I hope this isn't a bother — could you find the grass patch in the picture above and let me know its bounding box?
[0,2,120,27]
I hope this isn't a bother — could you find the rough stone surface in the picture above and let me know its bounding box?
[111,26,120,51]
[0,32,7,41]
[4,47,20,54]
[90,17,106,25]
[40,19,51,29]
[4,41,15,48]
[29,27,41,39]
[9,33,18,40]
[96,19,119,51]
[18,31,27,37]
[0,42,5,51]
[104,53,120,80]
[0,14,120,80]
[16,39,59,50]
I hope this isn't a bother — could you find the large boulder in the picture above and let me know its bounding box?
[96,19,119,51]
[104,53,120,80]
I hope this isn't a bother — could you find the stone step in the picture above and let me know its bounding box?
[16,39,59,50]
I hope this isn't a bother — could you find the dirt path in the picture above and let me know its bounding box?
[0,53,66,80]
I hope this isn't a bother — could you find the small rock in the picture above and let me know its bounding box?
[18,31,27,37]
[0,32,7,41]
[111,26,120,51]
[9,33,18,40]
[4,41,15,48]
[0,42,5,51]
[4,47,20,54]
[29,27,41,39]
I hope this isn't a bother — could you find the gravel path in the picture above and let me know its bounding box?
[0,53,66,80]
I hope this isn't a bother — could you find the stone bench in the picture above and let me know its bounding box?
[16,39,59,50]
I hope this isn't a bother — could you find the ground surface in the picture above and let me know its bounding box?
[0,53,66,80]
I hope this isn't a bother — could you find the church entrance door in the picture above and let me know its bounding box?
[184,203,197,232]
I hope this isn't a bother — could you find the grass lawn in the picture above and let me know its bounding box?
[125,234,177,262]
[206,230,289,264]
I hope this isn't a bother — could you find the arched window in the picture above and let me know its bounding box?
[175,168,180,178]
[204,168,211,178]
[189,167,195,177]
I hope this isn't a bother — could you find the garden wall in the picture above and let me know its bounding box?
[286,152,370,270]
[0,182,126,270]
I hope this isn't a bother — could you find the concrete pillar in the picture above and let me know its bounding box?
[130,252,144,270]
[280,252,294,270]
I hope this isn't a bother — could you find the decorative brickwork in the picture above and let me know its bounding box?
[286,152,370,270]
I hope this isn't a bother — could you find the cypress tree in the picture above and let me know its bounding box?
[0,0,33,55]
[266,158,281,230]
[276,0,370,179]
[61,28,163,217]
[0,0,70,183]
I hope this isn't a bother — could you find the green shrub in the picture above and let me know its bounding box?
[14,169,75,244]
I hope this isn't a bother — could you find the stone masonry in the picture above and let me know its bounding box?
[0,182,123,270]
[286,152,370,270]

◆ TASK DIRECTIONS:
Reproduce every one of the entries above word for word, each line as it appears.

◆ SOLUTION BELOW:
I hope this isn't a bother — could you find the grass patch in the picture above and let me know its bounding box?
[0,2,120,27]
I hope this isn't a bother — could you find the rough stone surface in the picture above and let me know its bounding box?
[111,26,120,51]
[0,32,7,41]
[4,47,20,54]
[90,17,106,25]
[40,19,51,29]
[4,41,15,48]
[29,27,41,39]
[9,33,18,40]
[96,19,119,51]
[18,31,27,37]
[0,42,5,51]
[104,53,120,80]
[0,14,120,80]
[16,39,59,50]
I hope this isn't a bother — could you find the large boulder in the picture above and let me know its bounding box?
[96,19,119,51]
[104,53,120,80]
I hope this isn't a bother — could you find the stone step in the picture above and let me know its bounding box?
[16,39,59,50]
I hope this isn't a bother — could you find the dirt path in the picture above and let me know its bounding box?
[0,53,66,80]
I hope this isn't a bother — could you find the small rock in the picture above and let me know its bounding box?
[18,31,27,37]
[0,32,7,41]
[111,26,120,51]
[9,33,18,40]
[4,41,15,48]
[0,42,5,51]
[4,47,20,54]
[29,27,41,39]
I hope this isn't a bother — could you find the gravel path in the picture above and let me know its bounding box?
[0,53,66,80]
I hope this isn't a bother — could you find the stone bench in the picture above and let me know its bounding box?
[16,39,59,50]
I hope this isn't a bother — could you find the ground surface in the picture above and let me know its bounding box?
[0,53,66,80]
I hope this isn't a bother — could you find the church entrance door in the picture above and let me know its bounding box?
[184,203,197,232]
I hope this isn't a bother — could you find the grass lawn in the picture above and let me know its bounding box?
[125,234,177,262]
[206,230,289,264]
I hope this isn't a bother — could you find the arched window in the picture above and let me know its bounding box?
[175,168,180,178]
[204,168,211,178]
[189,167,195,177]
I hope this isn't a bother — could you find the garden wall in the picture above and let me know its bounding box?
[286,152,370,270]
[0,182,126,270]
I hope this isn't a bother — could you find the concrete pillar in the picture above and let me know its bounding box?
[130,252,144,270]
[280,252,294,270]
I hope this isn't a bother — could you find the decorative brickwork in the picture above and let me know its bounding box?
[286,152,370,270]
I hope this isn't a bother — could you find the cypress tree in the picture above and let me know its bounding box?
[0,0,33,55]
[266,158,281,230]
[276,0,370,179]
[61,28,163,217]
[0,0,70,183]
I hope this isn't a bother — could you find the green shrub in the picture above and let me know its bounding box?
[14,169,75,244]
I hope this isn't a bother — could you find the stone masonry in the picture above and let me know its bounding box?
[0,182,123,270]
[286,152,370,270]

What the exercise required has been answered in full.